● **PROBLEM TO WORK ON**: Continue the abstract below on acetylcholine receptor antibody levels and clinical change in myasthenia gravis, starting after its final sentence.

Does change in acetylcholine receptor antibody level correlate with clinical change in myasthenia gravis?

Muscle Nerve. 2014 Apr;49(4):483-6. doi: 10.1002/mus.23944.


Introduction: The objective of this study is to determine if change in acetylcholine receptor antibody (AChR-ab) levels reflects change in clinical severity in patients with myasthenia gravis (MG).

Methods: We reviewed results from a prospective trial in MG and from all 85 patients in an MG Clinic who had AChR-ab determinations performed at least twice by the same commercial laboratory.

Results: Change in AChR-ab levels correlated only weakly with change in clinical severity. AChR-ab levels fell in 92% of patients who improved and in 63% who did not. A fall in AChR-ab level had a positive predictive value for clinical improvement of 83% and a negative predictive value of only 59%.

● **DATA PROVIDED**:
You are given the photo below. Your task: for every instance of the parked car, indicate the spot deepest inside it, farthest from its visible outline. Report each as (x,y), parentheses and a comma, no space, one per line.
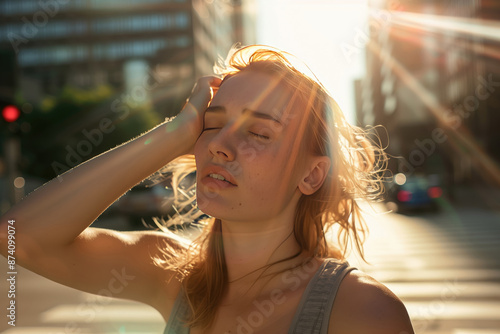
(144,202)
(414,192)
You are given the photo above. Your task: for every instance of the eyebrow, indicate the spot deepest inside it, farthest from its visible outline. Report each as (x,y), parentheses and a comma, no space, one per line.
(254,113)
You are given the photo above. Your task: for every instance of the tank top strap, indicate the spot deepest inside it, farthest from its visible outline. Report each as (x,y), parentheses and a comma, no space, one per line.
(180,311)
(313,312)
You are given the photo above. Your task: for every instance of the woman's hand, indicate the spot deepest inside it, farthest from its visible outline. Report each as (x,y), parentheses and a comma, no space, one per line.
(192,113)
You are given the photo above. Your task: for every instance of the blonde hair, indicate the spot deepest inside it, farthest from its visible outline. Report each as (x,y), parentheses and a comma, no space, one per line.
(355,173)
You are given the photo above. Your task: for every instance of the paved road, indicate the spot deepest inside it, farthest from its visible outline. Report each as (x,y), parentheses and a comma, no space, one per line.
(444,266)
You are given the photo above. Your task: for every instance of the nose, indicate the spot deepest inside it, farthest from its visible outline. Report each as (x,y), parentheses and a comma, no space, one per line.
(221,145)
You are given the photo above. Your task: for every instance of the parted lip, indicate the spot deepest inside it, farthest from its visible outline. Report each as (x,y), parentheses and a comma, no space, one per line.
(214,169)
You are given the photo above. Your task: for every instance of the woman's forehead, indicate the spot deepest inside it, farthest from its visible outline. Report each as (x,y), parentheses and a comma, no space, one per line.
(255,90)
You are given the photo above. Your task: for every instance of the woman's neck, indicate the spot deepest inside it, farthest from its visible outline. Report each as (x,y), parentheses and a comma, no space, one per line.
(250,247)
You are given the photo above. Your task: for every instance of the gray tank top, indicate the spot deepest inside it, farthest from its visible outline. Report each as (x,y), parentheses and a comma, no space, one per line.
(313,312)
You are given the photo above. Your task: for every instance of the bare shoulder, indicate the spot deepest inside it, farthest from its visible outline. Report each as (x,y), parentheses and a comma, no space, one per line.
(364,305)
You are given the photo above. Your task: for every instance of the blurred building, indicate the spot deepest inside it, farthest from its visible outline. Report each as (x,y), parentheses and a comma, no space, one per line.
(433,81)
(86,43)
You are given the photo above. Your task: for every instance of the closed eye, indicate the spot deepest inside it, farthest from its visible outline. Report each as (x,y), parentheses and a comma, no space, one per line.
(208,129)
(258,135)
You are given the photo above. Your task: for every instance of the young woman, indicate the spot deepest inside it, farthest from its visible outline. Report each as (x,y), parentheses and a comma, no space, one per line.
(276,166)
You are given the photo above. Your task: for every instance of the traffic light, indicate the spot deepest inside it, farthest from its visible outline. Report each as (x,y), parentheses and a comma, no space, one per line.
(10,113)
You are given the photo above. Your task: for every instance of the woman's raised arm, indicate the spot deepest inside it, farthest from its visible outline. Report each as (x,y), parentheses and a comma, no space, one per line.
(50,222)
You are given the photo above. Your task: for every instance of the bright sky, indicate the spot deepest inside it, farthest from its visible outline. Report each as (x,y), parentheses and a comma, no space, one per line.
(326,34)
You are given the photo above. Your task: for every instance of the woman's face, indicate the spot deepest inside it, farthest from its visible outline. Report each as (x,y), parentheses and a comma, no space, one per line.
(247,156)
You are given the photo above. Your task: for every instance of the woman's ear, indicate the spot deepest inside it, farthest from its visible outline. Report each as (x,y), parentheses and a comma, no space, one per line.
(315,175)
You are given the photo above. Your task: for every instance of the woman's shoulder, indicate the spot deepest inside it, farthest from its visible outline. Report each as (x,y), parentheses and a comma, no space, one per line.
(364,305)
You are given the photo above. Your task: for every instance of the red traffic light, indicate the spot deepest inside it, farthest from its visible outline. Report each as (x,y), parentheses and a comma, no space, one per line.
(10,113)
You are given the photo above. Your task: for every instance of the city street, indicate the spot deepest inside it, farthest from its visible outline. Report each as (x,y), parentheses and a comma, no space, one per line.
(444,266)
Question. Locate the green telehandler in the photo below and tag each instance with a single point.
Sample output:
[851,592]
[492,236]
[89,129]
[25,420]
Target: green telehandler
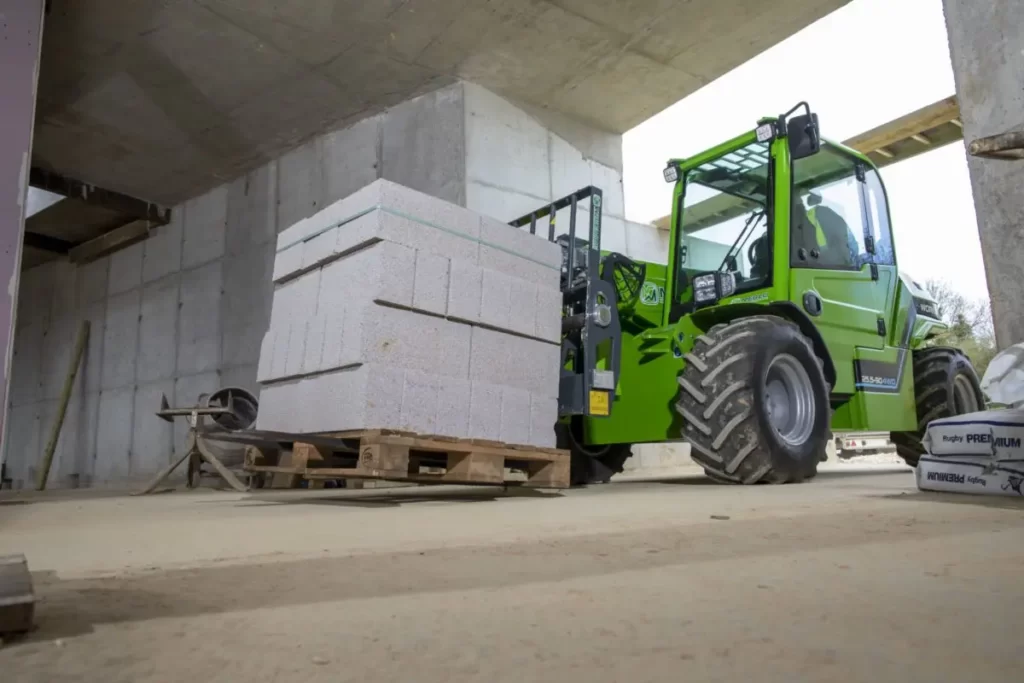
[779,316]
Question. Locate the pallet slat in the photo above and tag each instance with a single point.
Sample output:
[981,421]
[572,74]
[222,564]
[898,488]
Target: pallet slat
[395,456]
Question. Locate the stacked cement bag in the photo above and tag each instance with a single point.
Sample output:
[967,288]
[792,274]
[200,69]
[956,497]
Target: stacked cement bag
[980,453]
[394,309]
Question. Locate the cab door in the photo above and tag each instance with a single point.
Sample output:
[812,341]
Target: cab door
[834,276]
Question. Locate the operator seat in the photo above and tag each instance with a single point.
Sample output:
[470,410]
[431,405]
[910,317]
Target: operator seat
[802,233]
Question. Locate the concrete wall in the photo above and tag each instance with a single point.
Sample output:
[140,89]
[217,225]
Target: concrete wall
[985,41]
[20,38]
[184,312]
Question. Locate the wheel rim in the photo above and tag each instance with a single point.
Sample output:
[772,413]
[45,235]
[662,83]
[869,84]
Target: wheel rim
[965,398]
[790,399]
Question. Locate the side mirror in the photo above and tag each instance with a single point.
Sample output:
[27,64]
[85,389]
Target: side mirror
[805,138]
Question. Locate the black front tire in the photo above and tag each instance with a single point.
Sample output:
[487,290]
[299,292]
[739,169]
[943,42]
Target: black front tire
[724,408]
[944,385]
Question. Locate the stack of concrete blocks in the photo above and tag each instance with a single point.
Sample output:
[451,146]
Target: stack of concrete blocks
[395,309]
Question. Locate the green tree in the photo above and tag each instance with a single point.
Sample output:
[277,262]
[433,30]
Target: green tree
[970,324]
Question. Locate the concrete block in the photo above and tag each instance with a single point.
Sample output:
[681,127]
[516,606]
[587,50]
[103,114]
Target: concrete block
[423,144]
[453,407]
[288,262]
[91,281]
[162,252]
[295,300]
[384,271]
[419,402]
[506,359]
[339,330]
[466,281]
[114,436]
[300,184]
[543,416]
[412,341]
[199,319]
[515,416]
[349,159]
[431,282]
[248,293]
[496,299]
[126,269]
[158,344]
[252,210]
[263,371]
[485,411]
[548,325]
[313,346]
[296,352]
[121,340]
[364,397]
[205,226]
[523,303]
[152,437]
[279,357]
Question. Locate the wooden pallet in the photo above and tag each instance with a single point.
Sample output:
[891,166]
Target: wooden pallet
[395,456]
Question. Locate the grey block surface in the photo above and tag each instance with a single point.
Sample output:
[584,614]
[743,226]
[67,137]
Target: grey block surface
[252,210]
[158,330]
[121,340]
[114,436]
[162,251]
[517,361]
[205,225]
[152,437]
[126,269]
[199,319]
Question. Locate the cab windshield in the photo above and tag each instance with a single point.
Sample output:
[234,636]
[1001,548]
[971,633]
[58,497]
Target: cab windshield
[725,217]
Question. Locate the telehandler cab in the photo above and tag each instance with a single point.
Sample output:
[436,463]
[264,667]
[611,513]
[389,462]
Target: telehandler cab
[779,316]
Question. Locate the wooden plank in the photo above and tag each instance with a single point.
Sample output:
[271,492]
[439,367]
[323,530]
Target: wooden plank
[384,459]
[417,443]
[554,474]
[475,468]
[17,602]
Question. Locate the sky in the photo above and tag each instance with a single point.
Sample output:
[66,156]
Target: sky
[865,65]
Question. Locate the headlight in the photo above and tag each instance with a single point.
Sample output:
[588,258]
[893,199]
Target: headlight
[704,288]
[726,284]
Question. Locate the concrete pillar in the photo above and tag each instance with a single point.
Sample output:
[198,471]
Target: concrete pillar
[20,38]
[985,41]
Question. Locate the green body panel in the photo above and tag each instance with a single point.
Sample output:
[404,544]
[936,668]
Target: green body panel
[856,306]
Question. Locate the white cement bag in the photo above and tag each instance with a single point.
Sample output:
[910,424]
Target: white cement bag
[971,474]
[1004,381]
[998,434]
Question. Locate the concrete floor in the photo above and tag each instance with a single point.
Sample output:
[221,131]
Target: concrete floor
[856,577]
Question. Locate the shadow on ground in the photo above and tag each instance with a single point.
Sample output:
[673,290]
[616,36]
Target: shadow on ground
[71,607]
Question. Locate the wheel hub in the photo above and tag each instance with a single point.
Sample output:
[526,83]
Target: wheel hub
[788,399]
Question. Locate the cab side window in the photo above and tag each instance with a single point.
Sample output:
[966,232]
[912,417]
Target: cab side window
[878,211]
[827,213]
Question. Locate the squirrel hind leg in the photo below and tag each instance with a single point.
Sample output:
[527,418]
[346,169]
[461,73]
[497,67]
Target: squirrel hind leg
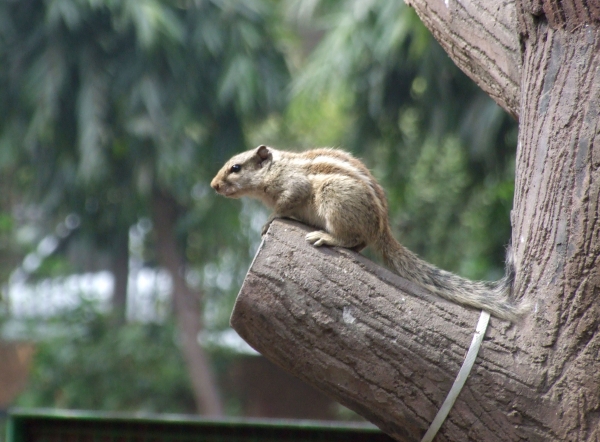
[320,238]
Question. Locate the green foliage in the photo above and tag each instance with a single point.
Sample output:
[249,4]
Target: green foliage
[441,148]
[91,364]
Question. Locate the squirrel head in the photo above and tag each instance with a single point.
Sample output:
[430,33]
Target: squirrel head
[242,174]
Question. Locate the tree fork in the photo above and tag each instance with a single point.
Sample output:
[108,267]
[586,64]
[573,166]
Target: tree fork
[386,349]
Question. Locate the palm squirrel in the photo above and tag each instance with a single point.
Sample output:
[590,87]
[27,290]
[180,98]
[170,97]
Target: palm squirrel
[331,190]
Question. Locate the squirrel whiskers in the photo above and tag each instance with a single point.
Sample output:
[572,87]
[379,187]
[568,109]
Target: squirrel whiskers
[331,190]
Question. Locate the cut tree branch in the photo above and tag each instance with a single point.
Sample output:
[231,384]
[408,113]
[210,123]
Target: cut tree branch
[481,38]
[378,343]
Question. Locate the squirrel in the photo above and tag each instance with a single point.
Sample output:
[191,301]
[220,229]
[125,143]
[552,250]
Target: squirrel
[331,190]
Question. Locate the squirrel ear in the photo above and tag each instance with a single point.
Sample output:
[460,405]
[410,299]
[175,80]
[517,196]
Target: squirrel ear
[263,152]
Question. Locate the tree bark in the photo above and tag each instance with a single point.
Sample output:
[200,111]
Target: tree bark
[378,343]
[481,38]
[379,346]
[556,228]
[187,307]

● **ANSWER AREA**:
Conclusions: AChR-ab levels fell in almost all patients who improved, but also in most patients who did not. Thus, we do not recommend commercially available AChR-ab levels as a biomarker of improvement in MG. However, antibody levels might be useful as a marker for inadequate immunotherapy.

Keywords: MG Composite; QMG score; acetylcholine receptor antibody; clinical trials; myasthenia gravis; outcome measures.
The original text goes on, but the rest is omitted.